» Recorded data:
╔══
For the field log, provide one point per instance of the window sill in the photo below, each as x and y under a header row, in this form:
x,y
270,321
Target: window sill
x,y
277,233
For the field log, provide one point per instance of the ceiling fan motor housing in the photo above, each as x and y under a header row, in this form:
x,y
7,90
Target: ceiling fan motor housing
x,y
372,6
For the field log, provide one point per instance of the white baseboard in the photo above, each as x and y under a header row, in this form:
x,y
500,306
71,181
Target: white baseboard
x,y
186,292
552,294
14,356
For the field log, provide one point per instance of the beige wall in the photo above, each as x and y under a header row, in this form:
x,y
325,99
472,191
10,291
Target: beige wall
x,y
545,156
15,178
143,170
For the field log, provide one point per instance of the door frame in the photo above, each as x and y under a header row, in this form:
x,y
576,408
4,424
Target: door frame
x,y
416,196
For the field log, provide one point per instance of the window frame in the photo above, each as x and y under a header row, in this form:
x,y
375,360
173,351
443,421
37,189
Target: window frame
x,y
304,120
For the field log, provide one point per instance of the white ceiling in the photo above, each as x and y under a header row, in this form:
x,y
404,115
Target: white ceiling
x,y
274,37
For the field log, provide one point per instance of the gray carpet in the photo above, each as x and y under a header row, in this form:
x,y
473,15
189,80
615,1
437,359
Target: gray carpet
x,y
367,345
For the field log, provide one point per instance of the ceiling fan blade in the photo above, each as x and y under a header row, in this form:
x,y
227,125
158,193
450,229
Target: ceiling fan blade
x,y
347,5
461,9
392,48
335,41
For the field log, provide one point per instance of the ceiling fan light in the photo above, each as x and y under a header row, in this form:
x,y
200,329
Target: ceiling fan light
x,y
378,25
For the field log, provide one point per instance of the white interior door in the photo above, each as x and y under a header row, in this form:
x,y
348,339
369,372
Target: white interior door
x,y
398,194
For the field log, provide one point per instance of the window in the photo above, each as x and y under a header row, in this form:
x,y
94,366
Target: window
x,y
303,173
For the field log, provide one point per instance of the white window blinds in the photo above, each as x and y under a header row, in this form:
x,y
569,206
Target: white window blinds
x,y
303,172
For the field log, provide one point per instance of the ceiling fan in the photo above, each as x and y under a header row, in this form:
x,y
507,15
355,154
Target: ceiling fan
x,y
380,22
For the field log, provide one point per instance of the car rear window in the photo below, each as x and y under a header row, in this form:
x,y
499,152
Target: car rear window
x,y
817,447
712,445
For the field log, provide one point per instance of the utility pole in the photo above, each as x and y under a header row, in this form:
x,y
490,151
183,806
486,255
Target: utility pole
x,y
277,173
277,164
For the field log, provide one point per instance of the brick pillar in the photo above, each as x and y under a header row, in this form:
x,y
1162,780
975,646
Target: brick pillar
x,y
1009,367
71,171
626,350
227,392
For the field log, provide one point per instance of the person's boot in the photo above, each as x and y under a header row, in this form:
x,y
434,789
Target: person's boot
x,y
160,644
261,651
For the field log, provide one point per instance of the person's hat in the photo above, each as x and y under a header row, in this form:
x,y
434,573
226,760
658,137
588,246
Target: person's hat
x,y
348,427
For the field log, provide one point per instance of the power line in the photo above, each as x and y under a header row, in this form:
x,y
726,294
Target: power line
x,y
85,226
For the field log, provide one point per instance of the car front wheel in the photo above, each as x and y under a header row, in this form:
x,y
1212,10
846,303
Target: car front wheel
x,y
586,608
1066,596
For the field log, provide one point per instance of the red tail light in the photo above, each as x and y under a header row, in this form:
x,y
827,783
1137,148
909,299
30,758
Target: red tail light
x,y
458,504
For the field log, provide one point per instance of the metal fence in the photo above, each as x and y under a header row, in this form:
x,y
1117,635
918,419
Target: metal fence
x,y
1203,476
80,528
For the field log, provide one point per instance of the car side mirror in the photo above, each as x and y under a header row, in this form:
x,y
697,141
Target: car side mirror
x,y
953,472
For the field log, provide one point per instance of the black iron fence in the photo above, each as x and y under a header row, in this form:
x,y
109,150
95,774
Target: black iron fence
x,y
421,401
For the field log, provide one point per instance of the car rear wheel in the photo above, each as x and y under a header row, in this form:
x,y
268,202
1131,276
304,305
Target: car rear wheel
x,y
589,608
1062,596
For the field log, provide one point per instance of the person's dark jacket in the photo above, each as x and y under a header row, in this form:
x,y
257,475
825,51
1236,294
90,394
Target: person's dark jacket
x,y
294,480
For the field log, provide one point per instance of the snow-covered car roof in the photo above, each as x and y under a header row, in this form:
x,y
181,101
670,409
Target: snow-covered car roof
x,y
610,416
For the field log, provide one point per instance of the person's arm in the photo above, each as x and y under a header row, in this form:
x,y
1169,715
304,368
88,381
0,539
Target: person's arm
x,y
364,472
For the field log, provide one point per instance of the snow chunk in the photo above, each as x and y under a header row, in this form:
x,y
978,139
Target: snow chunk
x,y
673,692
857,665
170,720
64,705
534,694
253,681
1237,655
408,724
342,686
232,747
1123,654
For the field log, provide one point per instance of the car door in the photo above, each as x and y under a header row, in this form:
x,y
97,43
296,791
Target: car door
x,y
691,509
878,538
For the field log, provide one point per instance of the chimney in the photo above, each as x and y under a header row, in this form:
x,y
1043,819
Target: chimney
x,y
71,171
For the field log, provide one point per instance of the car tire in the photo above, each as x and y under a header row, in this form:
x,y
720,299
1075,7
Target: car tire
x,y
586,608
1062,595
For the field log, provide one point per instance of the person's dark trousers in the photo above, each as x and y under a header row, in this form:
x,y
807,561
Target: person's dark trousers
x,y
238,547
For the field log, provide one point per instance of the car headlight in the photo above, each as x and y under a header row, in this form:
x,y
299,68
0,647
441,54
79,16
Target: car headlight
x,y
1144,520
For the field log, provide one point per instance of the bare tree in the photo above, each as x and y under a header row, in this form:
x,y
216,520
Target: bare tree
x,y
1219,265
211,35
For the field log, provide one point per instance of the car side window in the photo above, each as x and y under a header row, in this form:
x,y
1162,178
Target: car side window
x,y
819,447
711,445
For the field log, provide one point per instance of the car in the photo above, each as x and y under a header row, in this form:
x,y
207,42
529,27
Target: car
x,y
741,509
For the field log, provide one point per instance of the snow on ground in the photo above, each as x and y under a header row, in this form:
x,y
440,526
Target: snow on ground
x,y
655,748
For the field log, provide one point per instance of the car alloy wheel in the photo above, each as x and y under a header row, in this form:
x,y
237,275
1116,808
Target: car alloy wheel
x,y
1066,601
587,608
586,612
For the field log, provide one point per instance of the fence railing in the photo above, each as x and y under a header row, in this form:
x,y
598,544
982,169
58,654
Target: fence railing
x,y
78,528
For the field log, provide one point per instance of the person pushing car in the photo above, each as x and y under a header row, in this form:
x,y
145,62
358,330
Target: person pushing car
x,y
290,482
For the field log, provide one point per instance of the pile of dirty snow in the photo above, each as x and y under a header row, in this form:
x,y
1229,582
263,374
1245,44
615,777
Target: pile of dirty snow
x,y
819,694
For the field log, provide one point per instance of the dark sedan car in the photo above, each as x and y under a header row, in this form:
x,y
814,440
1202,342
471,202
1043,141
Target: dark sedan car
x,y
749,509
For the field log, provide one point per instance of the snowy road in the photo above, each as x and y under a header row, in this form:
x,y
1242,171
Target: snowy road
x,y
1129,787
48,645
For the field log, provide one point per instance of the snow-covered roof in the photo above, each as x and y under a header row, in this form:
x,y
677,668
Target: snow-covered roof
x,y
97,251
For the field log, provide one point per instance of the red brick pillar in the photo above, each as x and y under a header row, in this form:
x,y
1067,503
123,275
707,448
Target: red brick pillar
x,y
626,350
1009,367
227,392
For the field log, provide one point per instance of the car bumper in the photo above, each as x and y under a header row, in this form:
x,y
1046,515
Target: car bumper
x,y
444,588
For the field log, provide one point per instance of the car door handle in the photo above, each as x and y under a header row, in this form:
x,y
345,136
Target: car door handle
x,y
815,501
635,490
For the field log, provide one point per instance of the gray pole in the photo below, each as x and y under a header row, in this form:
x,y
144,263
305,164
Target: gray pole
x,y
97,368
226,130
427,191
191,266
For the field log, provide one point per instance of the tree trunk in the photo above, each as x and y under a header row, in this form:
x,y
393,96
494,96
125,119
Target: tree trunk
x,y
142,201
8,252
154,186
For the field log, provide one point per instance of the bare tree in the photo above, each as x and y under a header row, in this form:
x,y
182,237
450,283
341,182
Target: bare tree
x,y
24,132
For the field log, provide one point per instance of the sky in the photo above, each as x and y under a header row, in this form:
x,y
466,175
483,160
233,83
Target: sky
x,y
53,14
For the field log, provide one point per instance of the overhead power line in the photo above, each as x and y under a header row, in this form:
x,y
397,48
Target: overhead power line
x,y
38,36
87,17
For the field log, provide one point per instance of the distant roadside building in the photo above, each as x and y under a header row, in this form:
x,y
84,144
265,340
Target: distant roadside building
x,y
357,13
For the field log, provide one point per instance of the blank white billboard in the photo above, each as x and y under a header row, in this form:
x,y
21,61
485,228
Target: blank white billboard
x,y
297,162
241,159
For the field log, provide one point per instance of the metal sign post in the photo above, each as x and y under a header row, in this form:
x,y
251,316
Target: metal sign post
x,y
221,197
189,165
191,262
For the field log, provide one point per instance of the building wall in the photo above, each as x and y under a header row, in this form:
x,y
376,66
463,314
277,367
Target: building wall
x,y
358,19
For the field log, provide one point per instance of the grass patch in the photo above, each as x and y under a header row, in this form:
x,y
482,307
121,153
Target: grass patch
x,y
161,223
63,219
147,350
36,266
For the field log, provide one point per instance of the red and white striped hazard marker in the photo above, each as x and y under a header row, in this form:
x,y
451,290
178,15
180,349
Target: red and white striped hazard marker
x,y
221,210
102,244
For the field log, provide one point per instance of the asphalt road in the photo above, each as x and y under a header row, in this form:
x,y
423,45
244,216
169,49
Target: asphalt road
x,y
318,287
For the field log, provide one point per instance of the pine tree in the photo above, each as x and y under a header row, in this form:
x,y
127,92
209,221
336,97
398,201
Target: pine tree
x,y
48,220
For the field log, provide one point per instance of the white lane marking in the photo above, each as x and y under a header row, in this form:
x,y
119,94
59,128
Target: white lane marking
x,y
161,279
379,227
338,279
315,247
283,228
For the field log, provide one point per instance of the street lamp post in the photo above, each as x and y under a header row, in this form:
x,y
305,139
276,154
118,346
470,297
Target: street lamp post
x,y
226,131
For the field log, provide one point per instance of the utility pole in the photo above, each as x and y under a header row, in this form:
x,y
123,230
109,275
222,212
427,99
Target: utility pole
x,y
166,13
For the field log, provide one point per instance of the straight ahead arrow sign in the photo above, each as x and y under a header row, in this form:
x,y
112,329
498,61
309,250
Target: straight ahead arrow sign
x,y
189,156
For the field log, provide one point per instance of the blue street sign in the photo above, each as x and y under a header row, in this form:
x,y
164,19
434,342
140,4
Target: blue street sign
╚══
Show the lines of the records that contain the word "below".

For the field log, provide one point per instance of the window sill in the photo below, each as x and y under a header row, in this form:
For the field log, provide one point per instance of the car rear window in the photo below, each as x and y under a header row, in this form:
For the field log, provide one point per instance of the gray pole in the photo below, each as x and y under a header row, in this form:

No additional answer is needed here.